─── TEXTO APRESENTADO

Por precaução, nesse treino ele defendeu apenas duas bolas. Não obstante, o jogo foi o maior desafio e também a melhor atuação da história de Hélio. Ao longo da partida, fez várias defesas: Alberi, Pedrada, Santa Cruz. Vários jogadores tentaram, todos sem sucesso. "Aos 44 do segundo tempo, zero a zero no placar e Santa Cruz deu um limão, como costumamos chamar os chutes fortes. Ele chutou de canhota, espalmei, no rebote ele chutou de novo e com o braço quebrado, coloquei a bola pra escanteio", explicou. "Depois dessa defesa, você não pode mais levar gol. Vou encerrar a partida", disse-lhe o árbitro, Oscar Escolferi.
Realidade
Hoje o ex-atleta é mais Hélio Ribeiro Alves do que Hélio Show, embora leve o apelido onde quer que esteja. Ele vive e trabalha no bairro de Lagoa Azul, Zona Norte da capital, e divide sua rotina entre a vida pacata com a terceira mulher, a caicoense Luzia Dantas, e a atividade de bugueiro profissional, com direito a empresa aberta. Hélio também encontra tempo para seus cinco filhos, todos formados, com carreira própria. Se engana, porém, quem acha que ele tem vida pacata. "A atividade de bugue também é fascinante.

Quando estou nas dunas, fazendo manobras, me sinto muito bem. Vivo feliz hoje", desabafou. Durante a carreira, Hélio acumulou patrimônio. Comprou casas em Natal (bairro de Candelária), em Fortaleza, na Paraíba, e nas praias de Santa Rita e Pitangui. Também ganhou prêmios: automóveis e dinheiro. "Hoje em dia me desfiz de parte do meu patrimônio. Por vontade própria mesmo, os filhos foram casando e dei de presente pra eles".

──────

(PROBLEMA CURTO 1): Segundo o texto sobre Hélio Show, em que bairro ele vive e trabalha hoje?
(PROBLEMA CURTO 2): Repita, sem alterar nada, tudo o que está no texto sobre Hélio Show desde "Por precaução, nesse" até "árbitro, Oscar Escolferi.".

─── DADOS FORNECIDOS

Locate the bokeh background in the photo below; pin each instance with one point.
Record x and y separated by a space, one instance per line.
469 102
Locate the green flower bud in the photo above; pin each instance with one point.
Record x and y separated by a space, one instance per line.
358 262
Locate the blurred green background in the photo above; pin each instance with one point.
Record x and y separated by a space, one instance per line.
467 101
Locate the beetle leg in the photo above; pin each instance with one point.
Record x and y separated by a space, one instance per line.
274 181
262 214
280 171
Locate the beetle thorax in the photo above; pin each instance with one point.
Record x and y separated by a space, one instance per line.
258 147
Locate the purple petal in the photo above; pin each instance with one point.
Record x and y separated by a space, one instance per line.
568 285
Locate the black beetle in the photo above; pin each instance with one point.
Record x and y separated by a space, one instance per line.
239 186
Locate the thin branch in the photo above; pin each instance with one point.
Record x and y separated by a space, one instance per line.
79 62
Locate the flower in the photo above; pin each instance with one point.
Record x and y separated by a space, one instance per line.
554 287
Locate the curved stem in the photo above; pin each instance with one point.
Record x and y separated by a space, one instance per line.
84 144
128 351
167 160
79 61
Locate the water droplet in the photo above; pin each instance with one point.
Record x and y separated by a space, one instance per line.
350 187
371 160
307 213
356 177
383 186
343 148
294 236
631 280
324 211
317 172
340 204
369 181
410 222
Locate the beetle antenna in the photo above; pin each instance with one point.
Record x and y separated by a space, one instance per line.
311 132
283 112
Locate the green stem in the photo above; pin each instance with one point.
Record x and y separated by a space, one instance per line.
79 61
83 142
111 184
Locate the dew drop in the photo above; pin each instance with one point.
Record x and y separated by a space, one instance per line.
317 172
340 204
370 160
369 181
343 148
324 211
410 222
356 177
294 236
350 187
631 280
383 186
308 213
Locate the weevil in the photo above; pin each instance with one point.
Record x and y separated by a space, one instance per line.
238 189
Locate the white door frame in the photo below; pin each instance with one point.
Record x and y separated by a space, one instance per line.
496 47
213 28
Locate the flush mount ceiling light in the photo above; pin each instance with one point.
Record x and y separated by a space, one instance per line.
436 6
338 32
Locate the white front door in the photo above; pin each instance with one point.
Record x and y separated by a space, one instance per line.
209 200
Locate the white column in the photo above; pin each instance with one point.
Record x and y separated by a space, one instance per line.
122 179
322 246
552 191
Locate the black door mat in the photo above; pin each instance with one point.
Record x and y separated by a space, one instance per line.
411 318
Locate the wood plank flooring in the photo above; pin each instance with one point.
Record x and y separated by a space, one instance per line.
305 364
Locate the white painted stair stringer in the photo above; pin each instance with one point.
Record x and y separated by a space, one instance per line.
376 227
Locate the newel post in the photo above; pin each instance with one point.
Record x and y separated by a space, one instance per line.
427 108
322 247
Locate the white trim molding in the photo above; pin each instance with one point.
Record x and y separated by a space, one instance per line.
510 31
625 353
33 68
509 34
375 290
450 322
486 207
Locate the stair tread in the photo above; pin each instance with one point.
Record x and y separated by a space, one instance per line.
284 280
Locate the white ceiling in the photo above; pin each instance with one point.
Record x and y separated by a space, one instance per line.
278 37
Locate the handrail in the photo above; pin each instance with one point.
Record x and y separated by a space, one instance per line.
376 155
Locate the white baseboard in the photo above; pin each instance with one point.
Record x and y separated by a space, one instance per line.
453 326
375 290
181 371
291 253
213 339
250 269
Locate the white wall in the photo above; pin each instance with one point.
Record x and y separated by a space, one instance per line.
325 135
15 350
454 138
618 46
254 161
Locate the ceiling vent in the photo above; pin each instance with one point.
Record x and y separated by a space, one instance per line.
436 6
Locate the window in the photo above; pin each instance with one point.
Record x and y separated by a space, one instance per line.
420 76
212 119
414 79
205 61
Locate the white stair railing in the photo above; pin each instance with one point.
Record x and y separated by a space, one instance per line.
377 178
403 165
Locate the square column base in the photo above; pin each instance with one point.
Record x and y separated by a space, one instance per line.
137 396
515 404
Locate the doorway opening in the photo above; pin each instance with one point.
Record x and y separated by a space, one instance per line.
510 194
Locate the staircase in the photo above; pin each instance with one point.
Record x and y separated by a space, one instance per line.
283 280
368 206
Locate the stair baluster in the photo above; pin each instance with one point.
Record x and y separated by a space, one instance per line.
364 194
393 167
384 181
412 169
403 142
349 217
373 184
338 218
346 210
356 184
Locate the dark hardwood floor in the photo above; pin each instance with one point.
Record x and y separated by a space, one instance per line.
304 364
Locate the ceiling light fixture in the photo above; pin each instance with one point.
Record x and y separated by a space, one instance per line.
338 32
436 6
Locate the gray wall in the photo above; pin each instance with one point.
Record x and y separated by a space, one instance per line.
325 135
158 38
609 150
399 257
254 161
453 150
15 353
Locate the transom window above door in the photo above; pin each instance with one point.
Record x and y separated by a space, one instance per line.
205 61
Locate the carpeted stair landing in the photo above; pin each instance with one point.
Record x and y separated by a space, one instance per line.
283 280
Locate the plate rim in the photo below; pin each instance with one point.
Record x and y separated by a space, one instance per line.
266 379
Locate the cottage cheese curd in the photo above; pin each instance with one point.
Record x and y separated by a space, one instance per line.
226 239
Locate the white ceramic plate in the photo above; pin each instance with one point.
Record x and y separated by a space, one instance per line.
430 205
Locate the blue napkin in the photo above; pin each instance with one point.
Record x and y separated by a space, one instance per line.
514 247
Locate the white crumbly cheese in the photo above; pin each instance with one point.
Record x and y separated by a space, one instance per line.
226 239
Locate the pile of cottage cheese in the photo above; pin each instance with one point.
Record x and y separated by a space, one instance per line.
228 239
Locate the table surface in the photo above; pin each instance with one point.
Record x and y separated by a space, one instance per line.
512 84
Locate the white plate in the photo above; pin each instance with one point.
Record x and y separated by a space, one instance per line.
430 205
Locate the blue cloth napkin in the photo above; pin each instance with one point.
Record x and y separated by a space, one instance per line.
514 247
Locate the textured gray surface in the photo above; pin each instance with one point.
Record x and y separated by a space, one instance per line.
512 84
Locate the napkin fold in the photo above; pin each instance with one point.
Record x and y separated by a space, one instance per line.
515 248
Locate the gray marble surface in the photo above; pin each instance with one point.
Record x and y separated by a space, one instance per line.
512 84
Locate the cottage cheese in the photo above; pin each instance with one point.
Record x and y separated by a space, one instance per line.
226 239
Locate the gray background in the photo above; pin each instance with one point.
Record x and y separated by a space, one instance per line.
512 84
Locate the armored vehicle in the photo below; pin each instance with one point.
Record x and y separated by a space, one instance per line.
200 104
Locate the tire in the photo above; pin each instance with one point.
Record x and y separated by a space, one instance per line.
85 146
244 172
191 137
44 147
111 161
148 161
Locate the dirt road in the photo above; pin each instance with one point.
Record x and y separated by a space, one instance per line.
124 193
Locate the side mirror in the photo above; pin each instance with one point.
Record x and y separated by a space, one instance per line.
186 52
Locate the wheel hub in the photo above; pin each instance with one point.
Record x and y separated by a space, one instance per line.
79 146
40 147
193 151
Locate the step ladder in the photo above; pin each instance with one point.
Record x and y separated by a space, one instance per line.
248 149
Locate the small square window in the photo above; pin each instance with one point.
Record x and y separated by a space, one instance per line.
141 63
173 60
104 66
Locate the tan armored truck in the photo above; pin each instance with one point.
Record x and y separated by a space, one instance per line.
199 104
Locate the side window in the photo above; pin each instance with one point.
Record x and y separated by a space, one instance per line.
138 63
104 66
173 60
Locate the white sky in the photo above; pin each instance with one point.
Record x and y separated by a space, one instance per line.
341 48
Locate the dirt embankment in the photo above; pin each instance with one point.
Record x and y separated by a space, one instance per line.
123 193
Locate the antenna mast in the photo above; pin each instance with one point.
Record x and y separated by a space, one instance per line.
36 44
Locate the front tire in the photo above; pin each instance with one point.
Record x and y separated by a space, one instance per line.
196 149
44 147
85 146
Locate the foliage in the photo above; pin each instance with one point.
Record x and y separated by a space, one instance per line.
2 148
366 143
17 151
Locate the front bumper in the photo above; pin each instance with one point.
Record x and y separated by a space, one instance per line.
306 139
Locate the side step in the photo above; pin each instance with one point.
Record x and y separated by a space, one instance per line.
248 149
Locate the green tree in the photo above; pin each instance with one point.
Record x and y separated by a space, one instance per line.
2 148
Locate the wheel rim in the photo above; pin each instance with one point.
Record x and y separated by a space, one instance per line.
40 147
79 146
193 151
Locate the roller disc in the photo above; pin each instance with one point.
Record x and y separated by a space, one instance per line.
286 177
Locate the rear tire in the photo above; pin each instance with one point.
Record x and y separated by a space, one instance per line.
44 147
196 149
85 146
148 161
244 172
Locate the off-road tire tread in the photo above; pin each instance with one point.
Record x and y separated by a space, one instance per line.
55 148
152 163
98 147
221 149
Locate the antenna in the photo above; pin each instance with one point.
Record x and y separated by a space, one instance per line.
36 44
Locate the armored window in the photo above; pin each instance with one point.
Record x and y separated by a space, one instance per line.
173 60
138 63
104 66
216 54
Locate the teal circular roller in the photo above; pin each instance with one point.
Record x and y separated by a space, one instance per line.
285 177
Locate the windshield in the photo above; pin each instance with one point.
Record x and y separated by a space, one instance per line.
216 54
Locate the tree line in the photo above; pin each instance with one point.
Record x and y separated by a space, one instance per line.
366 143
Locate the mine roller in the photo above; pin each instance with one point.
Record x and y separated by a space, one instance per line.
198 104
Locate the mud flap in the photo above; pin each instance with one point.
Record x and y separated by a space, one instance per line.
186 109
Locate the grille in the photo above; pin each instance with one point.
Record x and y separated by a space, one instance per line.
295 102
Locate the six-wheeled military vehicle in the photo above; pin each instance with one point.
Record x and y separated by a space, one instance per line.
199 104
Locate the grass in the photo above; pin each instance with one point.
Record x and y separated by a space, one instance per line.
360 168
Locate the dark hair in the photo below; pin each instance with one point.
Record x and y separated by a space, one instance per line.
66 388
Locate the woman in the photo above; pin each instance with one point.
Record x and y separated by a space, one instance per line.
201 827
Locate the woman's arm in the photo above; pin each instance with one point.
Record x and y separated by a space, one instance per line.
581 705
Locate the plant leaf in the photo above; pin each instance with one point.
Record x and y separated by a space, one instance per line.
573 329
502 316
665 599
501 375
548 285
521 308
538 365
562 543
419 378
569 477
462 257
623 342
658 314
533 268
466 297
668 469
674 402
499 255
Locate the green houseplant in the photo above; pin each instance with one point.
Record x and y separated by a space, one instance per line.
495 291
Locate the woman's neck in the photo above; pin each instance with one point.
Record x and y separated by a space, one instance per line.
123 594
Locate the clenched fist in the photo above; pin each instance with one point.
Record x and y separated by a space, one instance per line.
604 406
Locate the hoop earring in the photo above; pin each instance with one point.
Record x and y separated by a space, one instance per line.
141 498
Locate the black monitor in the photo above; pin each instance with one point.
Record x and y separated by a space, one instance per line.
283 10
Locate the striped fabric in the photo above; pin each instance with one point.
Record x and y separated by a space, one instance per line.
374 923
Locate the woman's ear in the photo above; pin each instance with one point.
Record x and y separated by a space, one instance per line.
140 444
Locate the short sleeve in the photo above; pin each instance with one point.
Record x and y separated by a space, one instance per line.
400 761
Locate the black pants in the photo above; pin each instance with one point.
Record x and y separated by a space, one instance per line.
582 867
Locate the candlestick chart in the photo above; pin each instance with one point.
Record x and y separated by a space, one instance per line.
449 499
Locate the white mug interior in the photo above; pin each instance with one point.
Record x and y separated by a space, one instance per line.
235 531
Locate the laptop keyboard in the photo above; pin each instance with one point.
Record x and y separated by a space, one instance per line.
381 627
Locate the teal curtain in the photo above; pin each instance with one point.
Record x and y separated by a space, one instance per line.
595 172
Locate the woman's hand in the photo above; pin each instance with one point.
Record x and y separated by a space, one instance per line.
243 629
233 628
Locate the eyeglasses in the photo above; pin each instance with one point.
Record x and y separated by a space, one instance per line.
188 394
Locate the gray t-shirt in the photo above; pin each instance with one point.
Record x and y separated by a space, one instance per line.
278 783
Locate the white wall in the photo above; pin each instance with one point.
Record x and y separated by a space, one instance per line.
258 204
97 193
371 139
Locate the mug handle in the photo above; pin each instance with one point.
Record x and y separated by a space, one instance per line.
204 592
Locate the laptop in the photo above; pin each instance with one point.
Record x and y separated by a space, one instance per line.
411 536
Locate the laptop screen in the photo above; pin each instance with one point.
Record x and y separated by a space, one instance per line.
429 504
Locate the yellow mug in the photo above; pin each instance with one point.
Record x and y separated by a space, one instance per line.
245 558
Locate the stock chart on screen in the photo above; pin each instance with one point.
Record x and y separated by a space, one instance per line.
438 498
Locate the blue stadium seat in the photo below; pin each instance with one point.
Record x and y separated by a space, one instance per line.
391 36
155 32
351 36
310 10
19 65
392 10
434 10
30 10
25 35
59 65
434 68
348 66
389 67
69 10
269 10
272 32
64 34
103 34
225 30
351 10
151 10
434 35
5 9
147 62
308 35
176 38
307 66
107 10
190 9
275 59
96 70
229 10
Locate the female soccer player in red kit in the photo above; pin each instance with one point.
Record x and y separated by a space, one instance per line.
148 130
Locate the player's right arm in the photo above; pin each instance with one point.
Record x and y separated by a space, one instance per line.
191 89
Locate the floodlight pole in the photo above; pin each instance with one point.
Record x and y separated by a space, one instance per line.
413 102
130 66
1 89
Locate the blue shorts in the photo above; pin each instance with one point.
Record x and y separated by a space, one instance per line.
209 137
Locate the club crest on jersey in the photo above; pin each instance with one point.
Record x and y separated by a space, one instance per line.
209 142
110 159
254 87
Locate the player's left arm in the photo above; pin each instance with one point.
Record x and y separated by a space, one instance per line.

──────

(RESPOSTA ESCRITA 1): No bairro de Lagoa Azul, na Zona Norte da capital.

(RESPOSTA ESCRITA 2):
Por precaução, nesse treino ele defendeu apenas duas bolas. Não obstante, o jogo foi o maior desafio e também a melhor atuação da história de Hélio. Ao longo da partida, fez várias defesas: Alberi, Pedrada, Santa Cruz. Vários jogadores tentaram, todos sem sucesso. "Aos 44 do segundo tempo, zero a zero no placar e Santa Cruz deu um limão, como costumamos chamar os chutes fortes. Ele chutou de canhota, espalmei, no rebote ele chutou de novo e com o braço quebrado, coloquei a bola pra escanteio", explicou. "Depois dessa defesa, você não pode mais levar gol. Vou encerrar a partida", disse-lhe o árbitro, Oscar Escolferi.